**THE TASK**. Copy every line of the data that contains the string "marking".

**SUPPLIED MATERIAL**.
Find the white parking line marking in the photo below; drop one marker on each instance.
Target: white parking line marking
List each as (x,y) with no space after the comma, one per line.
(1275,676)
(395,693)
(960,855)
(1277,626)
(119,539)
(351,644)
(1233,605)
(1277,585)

**WRITTEN ANSWER**.
Find the white parking line marking in the photo below; drop one marker on each instance.
Target: white parking line marking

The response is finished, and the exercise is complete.